===== DATA SECTION =====
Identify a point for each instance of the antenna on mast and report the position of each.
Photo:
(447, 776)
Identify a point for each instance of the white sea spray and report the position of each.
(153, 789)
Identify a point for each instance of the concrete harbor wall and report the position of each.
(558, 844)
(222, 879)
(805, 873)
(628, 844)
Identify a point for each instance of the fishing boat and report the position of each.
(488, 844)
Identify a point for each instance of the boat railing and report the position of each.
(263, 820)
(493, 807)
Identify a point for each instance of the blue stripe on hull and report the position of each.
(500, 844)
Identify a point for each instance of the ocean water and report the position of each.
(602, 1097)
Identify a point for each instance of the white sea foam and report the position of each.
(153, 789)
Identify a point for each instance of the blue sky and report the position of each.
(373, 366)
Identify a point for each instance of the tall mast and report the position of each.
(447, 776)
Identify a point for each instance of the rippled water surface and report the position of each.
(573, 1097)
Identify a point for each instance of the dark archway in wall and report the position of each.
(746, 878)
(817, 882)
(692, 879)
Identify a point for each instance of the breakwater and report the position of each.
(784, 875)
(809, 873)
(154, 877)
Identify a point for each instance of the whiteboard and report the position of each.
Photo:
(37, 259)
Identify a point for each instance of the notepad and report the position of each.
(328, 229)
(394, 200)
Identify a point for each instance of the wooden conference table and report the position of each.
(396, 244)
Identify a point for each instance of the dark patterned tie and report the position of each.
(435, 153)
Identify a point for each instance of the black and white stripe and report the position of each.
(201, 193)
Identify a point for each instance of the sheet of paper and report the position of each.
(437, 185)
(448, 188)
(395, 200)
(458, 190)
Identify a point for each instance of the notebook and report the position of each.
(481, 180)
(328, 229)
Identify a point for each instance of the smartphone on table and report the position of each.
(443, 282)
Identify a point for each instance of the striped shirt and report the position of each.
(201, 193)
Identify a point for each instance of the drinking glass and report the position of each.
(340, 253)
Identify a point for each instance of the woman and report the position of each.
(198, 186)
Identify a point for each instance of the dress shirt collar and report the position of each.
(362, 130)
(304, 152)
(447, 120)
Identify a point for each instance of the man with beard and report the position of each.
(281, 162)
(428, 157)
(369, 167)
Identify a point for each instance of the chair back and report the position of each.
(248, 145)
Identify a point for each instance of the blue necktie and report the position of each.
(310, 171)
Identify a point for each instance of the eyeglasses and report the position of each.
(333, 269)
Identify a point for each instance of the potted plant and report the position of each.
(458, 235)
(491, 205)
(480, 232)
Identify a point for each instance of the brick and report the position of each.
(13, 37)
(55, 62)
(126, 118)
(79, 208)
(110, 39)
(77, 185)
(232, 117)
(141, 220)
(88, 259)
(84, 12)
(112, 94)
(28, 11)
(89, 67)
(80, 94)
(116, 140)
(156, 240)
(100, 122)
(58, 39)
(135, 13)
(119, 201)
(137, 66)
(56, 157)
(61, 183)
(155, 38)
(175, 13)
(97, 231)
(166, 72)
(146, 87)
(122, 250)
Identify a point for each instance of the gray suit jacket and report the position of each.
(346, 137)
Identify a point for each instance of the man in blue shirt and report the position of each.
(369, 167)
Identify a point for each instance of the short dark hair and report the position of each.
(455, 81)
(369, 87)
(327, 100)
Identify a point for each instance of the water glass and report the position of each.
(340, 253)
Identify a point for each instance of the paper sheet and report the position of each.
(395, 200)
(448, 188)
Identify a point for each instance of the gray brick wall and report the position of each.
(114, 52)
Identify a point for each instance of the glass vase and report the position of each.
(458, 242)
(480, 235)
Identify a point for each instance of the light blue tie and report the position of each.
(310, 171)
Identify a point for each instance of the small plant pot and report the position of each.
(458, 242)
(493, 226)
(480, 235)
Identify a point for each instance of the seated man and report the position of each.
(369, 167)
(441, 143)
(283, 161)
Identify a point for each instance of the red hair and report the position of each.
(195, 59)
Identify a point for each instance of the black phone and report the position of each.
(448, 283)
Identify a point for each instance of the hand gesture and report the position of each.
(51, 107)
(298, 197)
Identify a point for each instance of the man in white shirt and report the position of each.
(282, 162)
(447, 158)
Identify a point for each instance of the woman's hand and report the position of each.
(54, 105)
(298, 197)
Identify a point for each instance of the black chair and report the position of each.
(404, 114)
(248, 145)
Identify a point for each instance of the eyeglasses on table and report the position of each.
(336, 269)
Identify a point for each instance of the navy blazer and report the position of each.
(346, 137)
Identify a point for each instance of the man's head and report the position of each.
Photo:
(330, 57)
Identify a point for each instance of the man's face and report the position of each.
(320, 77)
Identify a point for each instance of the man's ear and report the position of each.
=====
None of the records may be omitted; each is to be printed exactly.

> [ANSWER FOR THE TASK]
Identify a point for each instance of the antenna on mast and report the position of each.
Photo:
(447, 776)
Identify a point for each instance of the white sea spray and report the position of each.
(153, 789)
Identify a point for each instance of the concrete harbor wall and report the position of each.
(558, 844)
(222, 879)
(805, 873)
(628, 844)
Identify a point for each instance of the fishing boat and report the position of each.
(488, 844)
Identify a point for each instance of the boat railing and report the position of each.
(263, 820)
(493, 807)
Identify a point for each instance of the blue stripe on hull and report the position of each.
(500, 844)
Identify a point for each instance of the ocean water and report the position of each.
(602, 1097)
Identify a point for each instance of the white sea foam and report the position of each.
(153, 789)
Identify a point for each instance of the blue sky and report the position of each.
(373, 366)
Identify a point for each instance of the tall mast and report the position of each.
(447, 776)
Identify a point for each instance of the rippled water surface and report the position of each.
(573, 1097)
Identify a point for each instance of the dark archway in wall and report the position of each.
(746, 878)
(817, 882)
(692, 879)
Identify a point for each instance of the breakwater and report the position of each.
(784, 875)
(809, 873)
(154, 877)
Identify a point for each instance of the whiteboard and report the position of each.
Photo:
(37, 259)
Identify a point for each instance of the notepad and report the position of each.
(328, 229)
(394, 200)
Identify a point for each instance of the wooden conference table and report the position of each.
(396, 244)
Identify a point for each instance of the dark patterned tie and report the position of each.
(435, 153)
Identify a point for each instance of the black and white stripe and report the position of each.
(201, 193)
Identify a point for each instance of the sheet of paper and report the position of each.
(437, 185)
(448, 188)
(395, 200)
(458, 190)
Identify a point for each instance of the notebook and report the position of each.
(481, 180)
(328, 229)
Identify a point for each instance of the smartphone on table and report the position of each.
(443, 282)
Identify a point for each instance of the striped shirt and report the position of each.
(201, 193)
Identify a point for each instance of the drinking glass and report the position of each.
(340, 253)
Identify a point for each instance of the woman and report the position of each.
(198, 186)
Identify a point for each instance of the dress shirt collar and report the position of each.
(362, 130)
(304, 152)
(447, 120)
Identify a point for each instance of the man with beard and report the position of each.
(281, 162)
(428, 157)
(369, 167)
Identify a point for each instance of the chair back and report the position of each.
(248, 145)
Identify a point for each instance of the blue necktie and report the position of each.
(310, 171)
Identify a point for each instance of the eyeglasses and report the position of each.
(333, 269)
Identify a point for each instance of the potted plant and report the position of each.
(458, 235)
(491, 205)
(480, 232)
Identify a point for each instance of the brick and report the position of each.
(13, 37)
(55, 62)
(126, 118)
(79, 208)
(110, 39)
(77, 185)
(232, 117)
(141, 220)
(88, 259)
(84, 12)
(112, 94)
(28, 11)
(89, 67)
(80, 94)
(116, 140)
(156, 240)
(100, 122)
(58, 39)
(135, 13)
(119, 201)
(137, 66)
(56, 157)
(61, 183)
(155, 38)
(175, 13)
(97, 231)
(166, 72)
(146, 87)
(122, 250)
Identify a point for each instance of the gray suit jacket and report the position of each.
(346, 137)
Identify a point for each instance of the man in blue shirt and report the position of each.
(369, 167)
Identify a point for each instance of the short dark hair and report the position of each.
(455, 81)
(369, 87)
(327, 100)
Identify a point for each instance of the water glass and report the position of each.
(340, 253)
Identify a point for each instance of the paper sheet and report the position of each.
(395, 200)
(448, 188)
Identify a point for each instance of the gray brick wall and report the position of each.
(114, 52)
Identify a point for each instance of the glass vase and report the position of each.
(458, 242)
(480, 235)
Identify a point for each instance of the light blue tie and report the position of each.
(310, 171)
Identify a point for each instance of the small plant pot and report the position of each.
(458, 242)
(493, 226)
(480, 235)
Identify a point for each instance of the seated man and report the position of each.
(369, 167)
(441, 143)
(283, 161)
Identify a point for each instance of the red hair and report the position of each.
(195, 59)
Identify a point for each instance of the black phone and report the position of each.
(448, 283)
Identify a point for each instance of the hand gesture and report the position of each.
(51, 107)
(298, 197)
Identify a point for each instance of the man in white shirt and report the position of each.
(282, 162)
(447, 158)
Identify a point for each instance of the woman's hand and report the position of each.
(54, 105)
(298, 197)
Identify a point for each instance of the black chair and report the position of each.
(404, 114)
(248, 145)
Identify a point for each instance of the eyeglasses on table and report the position of each.
(336, 269)
Identify a point for each instance of the navy blazer and report the position of each.
(346, 137)
Identify a point for each instance of the man's head and report the position of each.
Photo:
(330, 57)
Identify a point for each instance of the man's face and report the position of each.
(320, 77)
Identify a point for each instance of the man's ear and report the position of each.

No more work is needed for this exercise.